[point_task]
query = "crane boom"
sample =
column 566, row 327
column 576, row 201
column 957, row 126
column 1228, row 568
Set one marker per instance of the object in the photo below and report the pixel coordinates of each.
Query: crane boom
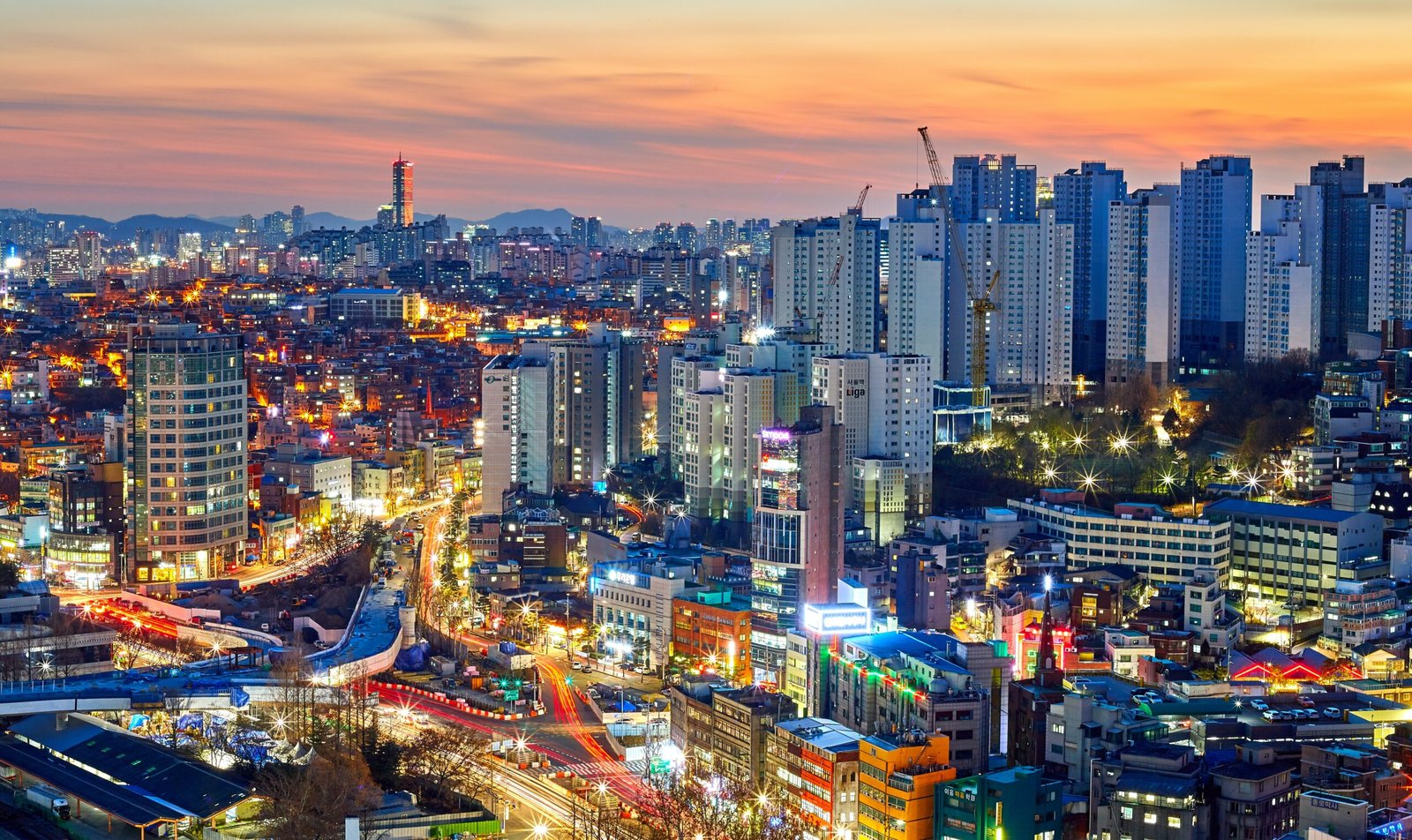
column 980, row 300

--

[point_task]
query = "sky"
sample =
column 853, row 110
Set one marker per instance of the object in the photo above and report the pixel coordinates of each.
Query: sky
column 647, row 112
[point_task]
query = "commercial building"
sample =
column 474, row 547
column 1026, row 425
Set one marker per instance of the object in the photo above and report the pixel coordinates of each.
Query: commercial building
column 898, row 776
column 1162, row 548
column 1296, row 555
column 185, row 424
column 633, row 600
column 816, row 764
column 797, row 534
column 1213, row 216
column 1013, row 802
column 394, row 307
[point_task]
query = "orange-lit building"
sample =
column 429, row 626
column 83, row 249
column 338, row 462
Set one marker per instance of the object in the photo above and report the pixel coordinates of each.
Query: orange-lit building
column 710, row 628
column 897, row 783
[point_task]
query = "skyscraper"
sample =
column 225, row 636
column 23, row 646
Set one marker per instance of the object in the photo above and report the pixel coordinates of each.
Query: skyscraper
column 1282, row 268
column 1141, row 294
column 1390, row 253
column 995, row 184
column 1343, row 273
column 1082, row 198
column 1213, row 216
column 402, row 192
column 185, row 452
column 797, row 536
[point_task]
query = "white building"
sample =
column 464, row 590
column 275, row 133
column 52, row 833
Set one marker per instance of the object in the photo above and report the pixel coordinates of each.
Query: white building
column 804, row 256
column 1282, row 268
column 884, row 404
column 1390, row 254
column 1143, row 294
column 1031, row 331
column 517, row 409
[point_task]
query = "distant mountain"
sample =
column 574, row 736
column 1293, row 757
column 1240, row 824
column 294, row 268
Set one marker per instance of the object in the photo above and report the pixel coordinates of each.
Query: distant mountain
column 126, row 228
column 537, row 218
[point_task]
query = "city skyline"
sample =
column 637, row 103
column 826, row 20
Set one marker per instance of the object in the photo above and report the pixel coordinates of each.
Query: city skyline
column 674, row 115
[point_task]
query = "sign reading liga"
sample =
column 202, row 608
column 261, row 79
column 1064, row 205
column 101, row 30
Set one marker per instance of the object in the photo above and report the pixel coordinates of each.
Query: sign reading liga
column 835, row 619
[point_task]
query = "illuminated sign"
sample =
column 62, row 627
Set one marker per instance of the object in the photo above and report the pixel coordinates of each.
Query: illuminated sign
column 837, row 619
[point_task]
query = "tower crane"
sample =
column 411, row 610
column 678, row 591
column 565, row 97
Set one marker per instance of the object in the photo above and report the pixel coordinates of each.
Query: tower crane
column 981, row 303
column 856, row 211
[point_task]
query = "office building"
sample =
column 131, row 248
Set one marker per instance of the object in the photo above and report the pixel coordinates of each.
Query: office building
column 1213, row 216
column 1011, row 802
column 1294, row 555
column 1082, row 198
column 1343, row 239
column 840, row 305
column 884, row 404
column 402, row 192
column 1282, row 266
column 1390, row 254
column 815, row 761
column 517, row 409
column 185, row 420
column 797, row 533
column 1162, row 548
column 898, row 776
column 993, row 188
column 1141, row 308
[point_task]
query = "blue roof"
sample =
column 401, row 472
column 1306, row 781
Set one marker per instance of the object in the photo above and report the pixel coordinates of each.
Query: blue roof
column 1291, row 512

--

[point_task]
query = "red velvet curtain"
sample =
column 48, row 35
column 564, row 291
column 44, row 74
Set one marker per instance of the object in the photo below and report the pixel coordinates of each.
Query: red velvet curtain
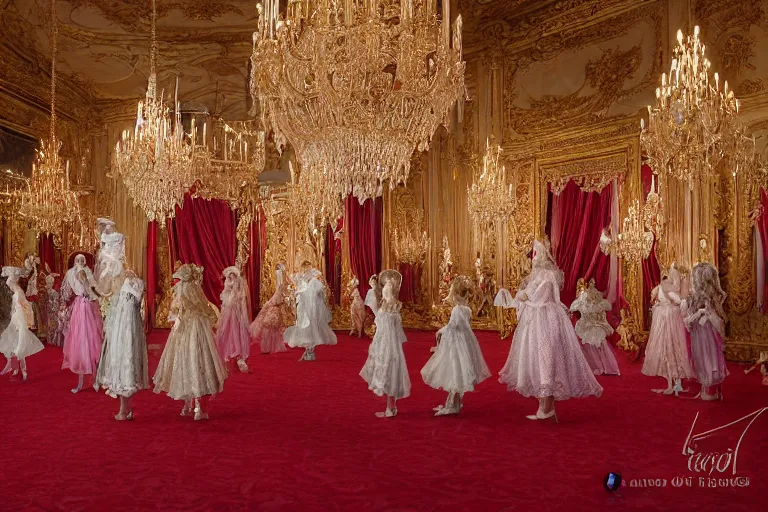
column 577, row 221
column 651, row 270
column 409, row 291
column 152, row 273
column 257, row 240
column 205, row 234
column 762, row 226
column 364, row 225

## Problem
From the listing above, the lines starting with the one that has "column 1064, row 205" and running through the one that has "column 565, row 97" should be copied exactly, ends included.

## Answer space
column 1064, row 205
column 101, row 30
Set one marker per instance of the object in the photo above and report the pixel coordinates of each.
Query: sign reading liga
column 835, row 619
[point_task]
query = "illuminated sign"
sample =
column 62, row 627
Set one marker per instance of the object in the photo above and report the pixel coordinates of each.
Query: illuminated sign
column 837, row 619
[point_task]
query = "tower crane"
sample =
column 411, row 610
column 678, row 591
column 565, row 97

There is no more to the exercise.